Taking only these 2 points into account is more than sufficient for me to be enthusiastic about this work.
Weaknesses:
I'd like to make a couple of points that if addressed, could, in my view, help the authors strengthen this work.
(1) We don't know how many MNs were transduced by the rAAV. There was no tdTom expression, for whatever reason. The authors show an image of a control experiment with a single MN transduced, but there should be a red motor pool, at least in the control experiments. The impression that I get is that very few were transduced, and, in my mind, this makes the findings even more interesting - maybe you don't need many "starter" MNs.
(2) Continuing on this point, this leads the authors to conclude that all BR MNs have died. They support this by the reduced MN count (see point 3). Firstly, do we know how many BR MNs there are in the rhesus macaque, and does the reduction seen correspond to this number? Secondly, and more importantly, the muscle looks normal on MRI at 28 weeks - it does not look like a denervated muscle. The authors state that it has maybe been reinnervated, but by what, if all the BR MNs are dead? This does not seem like a plausible explanation to me. Muscle histology, NMJs, and fibre typing would have been useful to understand what's going on with the MNs. (And electrophysiology would have been wonderful, but beyond the scope of this study.)

— WHAT TO DO —
Reproduce a passage of the review word for word, beginning at the words "(2) Continuing on" and stopping after the words "of this study.)".

— DATA SUPPLIED —
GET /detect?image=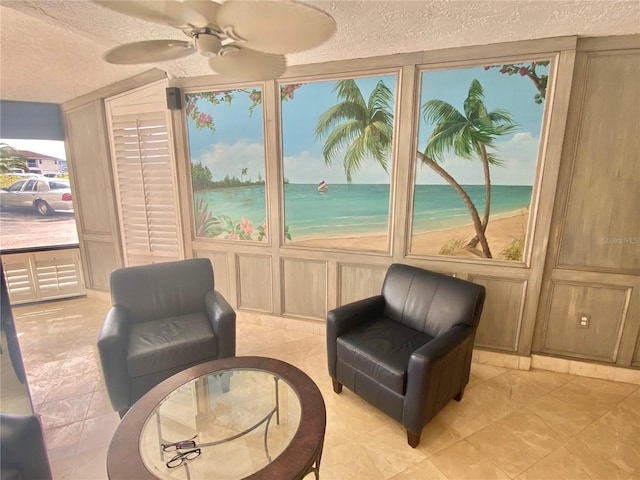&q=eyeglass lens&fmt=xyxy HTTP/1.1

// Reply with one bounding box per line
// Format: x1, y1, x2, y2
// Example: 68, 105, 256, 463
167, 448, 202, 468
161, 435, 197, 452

---

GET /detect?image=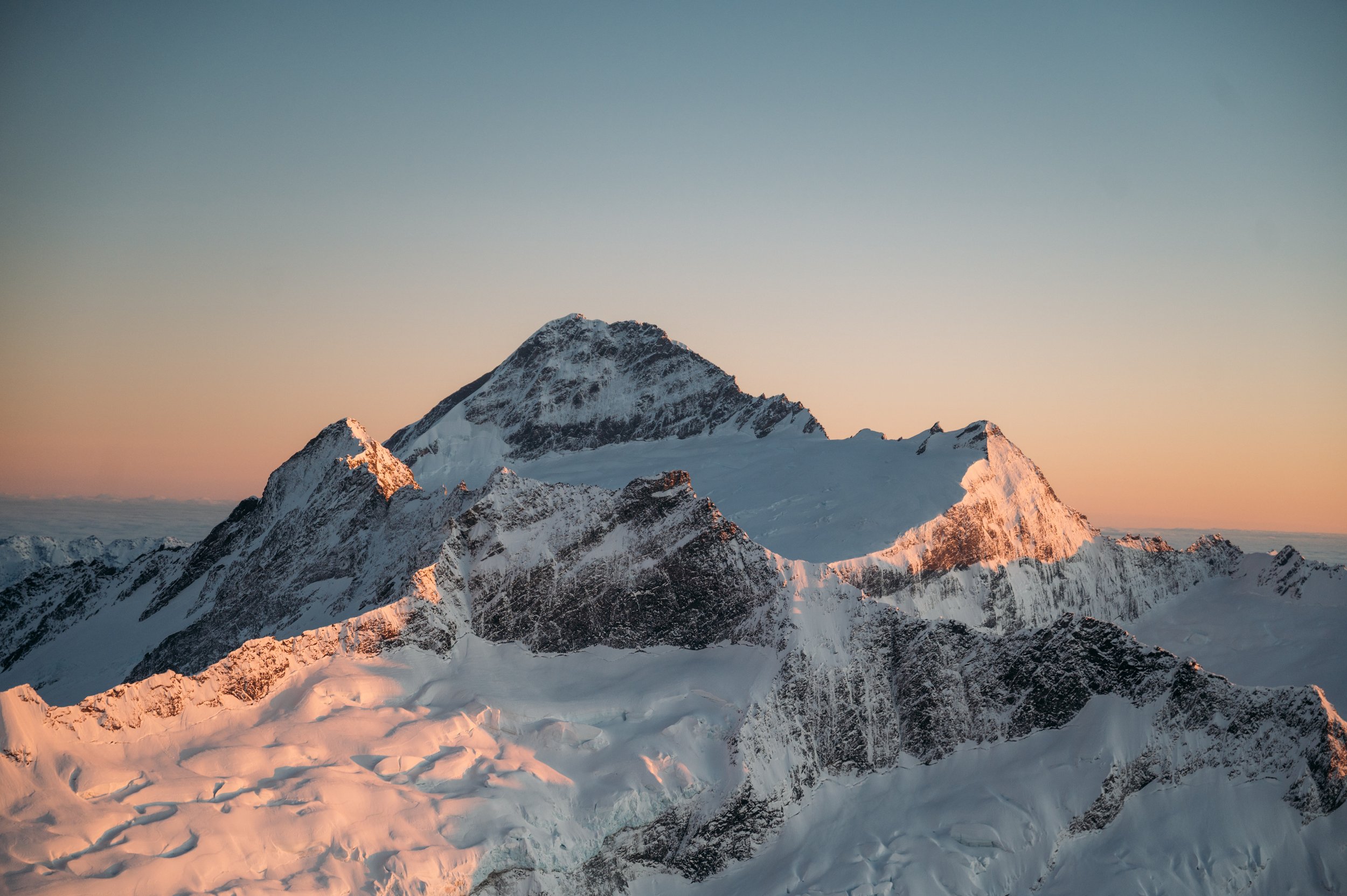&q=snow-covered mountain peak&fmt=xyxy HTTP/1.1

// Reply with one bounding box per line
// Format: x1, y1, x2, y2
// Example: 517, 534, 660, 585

* * *

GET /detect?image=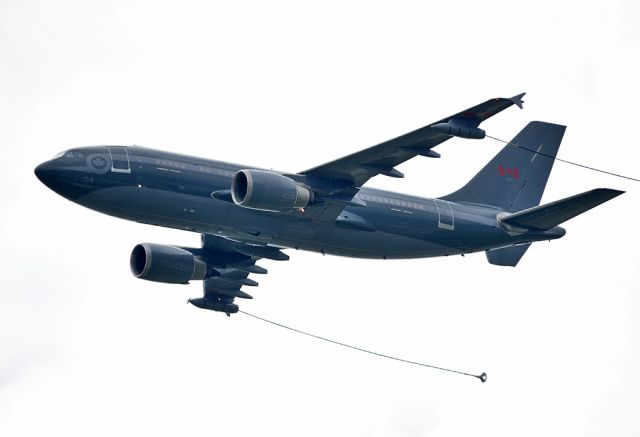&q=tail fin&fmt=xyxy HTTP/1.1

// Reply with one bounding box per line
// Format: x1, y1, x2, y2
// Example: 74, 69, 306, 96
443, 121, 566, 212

— ANSWER TO THIS EXERCISE —
(2) Continuing on this point, this leads the authors to conclude that all BR MNs have died. They support this by the reduced MN count (see point 3). Firstly, do we know how many BR MNs there are in the rhesus macaque, and does the reduction seen correspond to this number? Secondly, and more importantly, the muscle looks normal on MRI at 28 weeks - it does not look like a denervated muscle. The authors state that it has maybe been reinnervated, but by what, if all the BR MNs are dead? This does not seem like a plausible explanation to me. Muscle histology, NMJs, and fibre typing would have been useful to understand what's going on with the MNs. (And electrophysiology would have been wonderful, but beyond the scope of this study.)